[Exercise brief] Below are records; count how many of their lines contain the word "Regarding" and give the number alone.

[Saved entries]
━━━━

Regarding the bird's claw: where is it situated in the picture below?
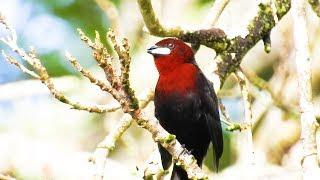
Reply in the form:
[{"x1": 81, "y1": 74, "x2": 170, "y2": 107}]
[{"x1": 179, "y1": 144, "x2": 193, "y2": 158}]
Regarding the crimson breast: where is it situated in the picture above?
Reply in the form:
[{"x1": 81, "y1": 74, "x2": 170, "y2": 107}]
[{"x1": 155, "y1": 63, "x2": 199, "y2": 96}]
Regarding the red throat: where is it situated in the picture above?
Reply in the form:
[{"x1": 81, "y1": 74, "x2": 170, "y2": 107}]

━━━━

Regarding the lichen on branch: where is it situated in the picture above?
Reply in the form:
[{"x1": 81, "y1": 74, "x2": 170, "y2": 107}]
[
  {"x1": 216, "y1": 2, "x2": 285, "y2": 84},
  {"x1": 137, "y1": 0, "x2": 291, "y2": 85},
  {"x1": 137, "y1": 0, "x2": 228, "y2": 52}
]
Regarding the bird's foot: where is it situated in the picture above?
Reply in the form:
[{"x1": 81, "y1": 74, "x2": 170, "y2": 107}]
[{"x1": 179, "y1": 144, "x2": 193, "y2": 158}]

━━━━

[Your response] 5